• _What is being asked_
Turn all of the records below into a numbered list, skipping any blank lines and leaving out the pictures.

• _Records for processing_
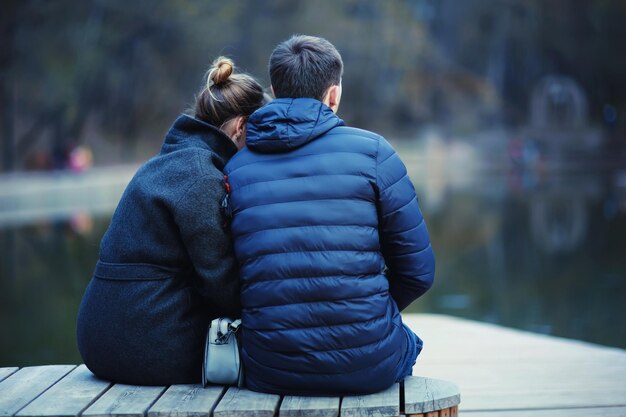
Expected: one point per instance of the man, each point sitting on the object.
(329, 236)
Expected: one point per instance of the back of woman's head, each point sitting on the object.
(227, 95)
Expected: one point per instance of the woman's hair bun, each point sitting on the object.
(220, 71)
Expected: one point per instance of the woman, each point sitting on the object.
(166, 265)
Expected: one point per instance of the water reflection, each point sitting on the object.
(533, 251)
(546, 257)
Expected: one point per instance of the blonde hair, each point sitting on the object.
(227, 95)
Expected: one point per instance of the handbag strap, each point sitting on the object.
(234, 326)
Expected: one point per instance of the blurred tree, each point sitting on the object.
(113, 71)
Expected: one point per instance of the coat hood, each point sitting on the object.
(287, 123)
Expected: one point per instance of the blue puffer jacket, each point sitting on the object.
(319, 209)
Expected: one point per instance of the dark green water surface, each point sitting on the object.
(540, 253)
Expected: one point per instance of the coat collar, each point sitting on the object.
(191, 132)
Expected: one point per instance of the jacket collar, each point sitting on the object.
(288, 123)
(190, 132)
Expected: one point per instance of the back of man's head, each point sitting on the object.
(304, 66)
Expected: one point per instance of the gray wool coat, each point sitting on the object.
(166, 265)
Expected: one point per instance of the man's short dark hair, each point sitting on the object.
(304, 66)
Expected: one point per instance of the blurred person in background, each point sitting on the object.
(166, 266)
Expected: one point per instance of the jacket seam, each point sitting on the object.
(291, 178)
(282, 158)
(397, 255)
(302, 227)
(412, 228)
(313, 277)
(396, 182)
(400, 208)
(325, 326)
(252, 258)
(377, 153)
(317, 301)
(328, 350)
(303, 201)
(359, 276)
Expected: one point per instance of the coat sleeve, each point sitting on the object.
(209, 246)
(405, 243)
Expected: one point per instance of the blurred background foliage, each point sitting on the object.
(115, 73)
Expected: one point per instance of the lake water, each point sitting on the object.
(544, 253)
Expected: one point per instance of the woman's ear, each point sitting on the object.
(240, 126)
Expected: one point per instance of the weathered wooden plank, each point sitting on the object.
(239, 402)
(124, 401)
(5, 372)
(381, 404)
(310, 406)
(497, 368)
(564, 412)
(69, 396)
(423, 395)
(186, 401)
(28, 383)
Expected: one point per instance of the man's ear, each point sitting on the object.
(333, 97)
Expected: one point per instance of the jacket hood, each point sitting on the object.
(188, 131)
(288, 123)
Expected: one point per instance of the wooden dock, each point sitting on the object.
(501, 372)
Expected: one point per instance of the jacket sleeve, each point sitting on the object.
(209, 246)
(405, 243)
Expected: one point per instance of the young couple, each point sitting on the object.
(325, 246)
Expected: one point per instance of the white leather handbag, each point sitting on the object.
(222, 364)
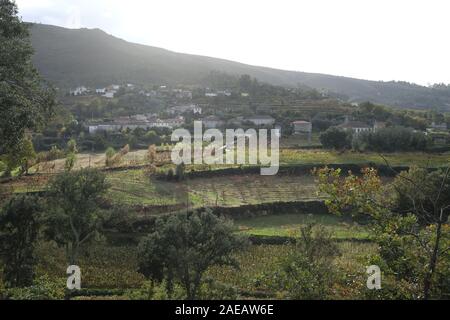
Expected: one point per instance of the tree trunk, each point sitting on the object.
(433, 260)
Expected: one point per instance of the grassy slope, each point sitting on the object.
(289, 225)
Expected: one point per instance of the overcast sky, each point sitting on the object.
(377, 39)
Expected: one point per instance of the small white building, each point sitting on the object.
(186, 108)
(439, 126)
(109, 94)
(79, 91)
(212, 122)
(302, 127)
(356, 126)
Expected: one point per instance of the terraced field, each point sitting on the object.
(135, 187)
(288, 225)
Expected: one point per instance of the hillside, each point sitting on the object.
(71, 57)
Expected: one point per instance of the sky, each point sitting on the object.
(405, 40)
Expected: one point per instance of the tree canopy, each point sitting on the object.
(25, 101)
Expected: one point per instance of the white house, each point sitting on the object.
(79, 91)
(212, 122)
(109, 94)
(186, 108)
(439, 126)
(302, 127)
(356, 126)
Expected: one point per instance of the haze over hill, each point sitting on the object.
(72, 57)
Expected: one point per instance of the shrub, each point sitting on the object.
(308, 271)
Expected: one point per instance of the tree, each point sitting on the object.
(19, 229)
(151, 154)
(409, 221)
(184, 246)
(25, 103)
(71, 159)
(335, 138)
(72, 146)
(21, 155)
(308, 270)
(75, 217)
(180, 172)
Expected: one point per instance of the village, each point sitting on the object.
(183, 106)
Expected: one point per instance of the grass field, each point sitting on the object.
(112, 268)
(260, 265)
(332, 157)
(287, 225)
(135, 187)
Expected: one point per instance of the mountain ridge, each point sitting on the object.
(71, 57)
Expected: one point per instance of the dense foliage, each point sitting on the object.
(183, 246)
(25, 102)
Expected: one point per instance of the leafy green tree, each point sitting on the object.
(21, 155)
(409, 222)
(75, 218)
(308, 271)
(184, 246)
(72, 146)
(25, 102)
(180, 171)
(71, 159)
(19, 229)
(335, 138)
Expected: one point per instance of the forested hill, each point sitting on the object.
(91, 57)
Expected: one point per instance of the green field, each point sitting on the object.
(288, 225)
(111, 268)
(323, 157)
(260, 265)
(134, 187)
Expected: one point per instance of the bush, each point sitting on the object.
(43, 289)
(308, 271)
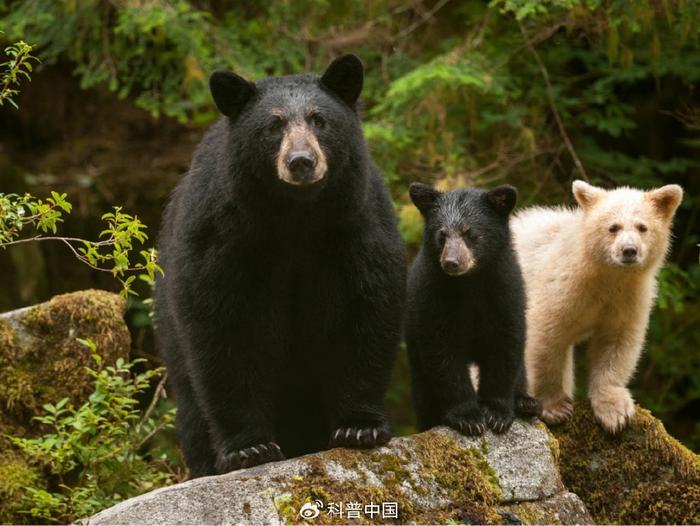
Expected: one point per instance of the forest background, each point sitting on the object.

• _Response below_
1. Expected: one point per instance of the man, each point sitting on the object.
2. (329, 236)
3. Expected: one point per instance of the back of woman's head, each point sitting on the object.
4. (227, 95)
5. Expected: one point per instance of the woman's hair bun, each point sitting on the object.
6. (220, 71)
7. Expected: one point per instance of the woman, each point sitting on the object.
8. (166, 265)
9. Expected: one point per instance of the water reflection, each point sitting on the object.
10. (533, 251)
11. (546, 257)
12. Expected: one point per instance of the blonde hair, each point sitting on the object.
13. (227, 95)
14. Expected: one point per instance of the handbag strap, each point sitting on the object.
15. (234, 326)
16. Expected: one point per instance of the blurred tree, each point sitting on the object.
17. (113, 71)
18. Expected: one point per instance of the coat hood, each point sitting on the object.
19. (287, 123)
20. Expected: one point per instance of the blue puffer jacket, each point sitting on the object.
21. (319, 209)
22. Expected: one point per instance of the dark green water surface, each point sitting on the object.
23. (540, 253)
24. Expected: one point per instance of the coat collar, each point sitting on the object.
25. (191, 132)
26. Expected: one point per instance of the jacket collar, each point sitting on the object.
27. (288, 123)
28. (190, 132)
29. Expected: one point per instance of the back of man's head, each point sitting on the object.
30. (304, 66)
31. Expected: one point per instance of the gray wool coat, each point sitting on the object.
32. (166, 265)
33. Expected: one point per instance of the man's short dark hair, each point sitting on the object.
34. (304, 66)
35. Expected: one point per instance of the blurred person in background, each point sitting on the object.
36. (166, 266)
37. Expected: one point per instance of the jacket seam, each point sitting on the object.
38. (291, 178)
39. (282, 158)
40. (397, 255)
41. (302, 227)
42. (412, 228)
43. (313, 277)
44. (396, 182)
45. (400, 208)
46. (325, 326)
47. (252, 258)
48. (377, 153)
49. (317, 301)
50. (328, 350)
51. (303, 201)
52. (359, 276)
53. Expected: one point per instance of the coat sleeve, each point sitting on the object.
54. (209, 246)
55. (405, 243)
56. Expected: one point per instance of the blurred background foliage, each point sitting on the object.
57. (115, 73)
58. Expected: one point per instance of the lake water, each point sitting on the object.
59. (544, 253)
60. Expected: one point per instance of the woman's ear, each point sitting on the object.
61. (240, 126)
62. Expected: one point per instance of the weathered wooden plank, each point sitting on the object.
63. (239, 402)
64. (124, 401)
65. (5, 372)
66. (381, 404)
67. (310, 406)
68. (497, 368)
69. (564, 412)
70. (69, 396)
71. (423, 395)
72. (186, 401)
73. (28, 383)
74. Expected: one point per instance of the man's ear, each point sitting on the object.
75. (333, 97)
76. Expected: one point per instance of the jacket hood, each point sitting on the object.
77. (188, 131)
78. (288, 123)
79. Expected: one point per instance of the wooden dock, each point sitting on the object.
80. (501, 372)
81. Expected: one point per instance of the jacket sleeve, each point sitting on the object.
82. (209, 246)
83. (405, 243)
84. Expected: one point per instance of the young couple, each point sitting on the object.
85. (325, 246)
86. Expected: one point per instance of the white leather handbag, each point sitting on the object.
87. (222, 364)
88. Expected: one point per instance of the tree trunk, each point sitting on the object.
89. (433, 260)
90. Expected: one point per instance of the grassy slope, each point sitting on the object.
91. (289, 225)
92. Expected: one point per instance of the overcast sky, each point sitting on the object.
93. (377, 39)
94. Expected: one point per instance of the small white building, each point sitting on the object.
95. (186, 108)
96. (439, 126)
97. (109, 94)
98. (79, 91)
99. (212, 122)
100. (302, 127)
101. (356, 126)
102. Expected: one point per instance of the terraced field, each point sitting on the object.
103. (135, 187)
104. (288, 225)
105. Expected: one point per instance of the hillside, each point sitting on the object.
106. (71, 57)
107. Expected: one point per instance of the sky, each point sitting on the object.
108. (405, 40)
109. Expected: one point per instance of the tree canopy, each point sitting on the object.
110. (25, 101)
111. Expected: one point per instance of the white house, each point sitting on the object.
112. (79, 91)
113. (212, 122)
114. (109, 94)
115. (186, 108)
116. (439, 126)
117. (302, 127)
118. (356, 126)
119. Expected: one point per instance of the haze over hill, each point sitting on the object.
120. (72, 57)
121. Expected: one point per instance of the shrub, each point sitting on the object.
122. (308, 271)
123. Expected: one point per instance of the tree, each point sitting on the object.
124. (19, 229)
125. (151, 154)
126. (409, 221)
127. (184, 246)
128. (25, 103)
129. (71, 159)
130. (335, 138)
131. (72, 146)
132. (21, 155)
133. (308, 270)
134. (75, 217)
135. (180, 172)
136. Expected: one point per instance of the village, each point sitting on the object.
137. (183, 106)
138. Expected: one point per instance of the grass field, each point sitting on the object.
139. (112, 268)
140. (260, 265)
141. (332, 157)
142. (287, 225)
143. (135, 187)
144. Expected: one point per instance of the mountain ridge, each point sitting on the object.
145. (71, 57)
146. Expected: one point per instance of the dense foliage, each point sitting on the object.
147. (183, 246)
148. (25, 102)
149. Expected: one point per instance of the leafy green tree, each point sitting on the object.
150. (21, 155)
151. (409, 222)
152. (75, 218)
153. (308, 271)
154. (184, 246)
155. (72, 146)
156. (25, 102)
157. (180, 171)
158. (71, 159)
159. (19, 229)
160. (335, 138)
161. Expected: one point per instance of the forested hill, each point sitting on the object.
162. (91, 57)
163. Expected: one point per instance of the green field, each point sitting on the object.
164. (288, 225)
165. (111, 268)
166. (323, 157)
167. (260, 265)
168. (134, 187)
169. Expected: one point per instance of the bush, each point sitting on the object.
170. (43, 289)
171. (308, 271)
172. Expected: one point per instance of the forest background, each point sitting on the object.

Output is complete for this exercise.